Count the lines in the entries below that contain the string "JSON", treating case as significant. Give only the number.

**Entries from a data collection**
++++
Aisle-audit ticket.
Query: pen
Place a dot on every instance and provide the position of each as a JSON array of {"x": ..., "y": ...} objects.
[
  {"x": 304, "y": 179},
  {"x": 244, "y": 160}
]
++++
**The answer**
1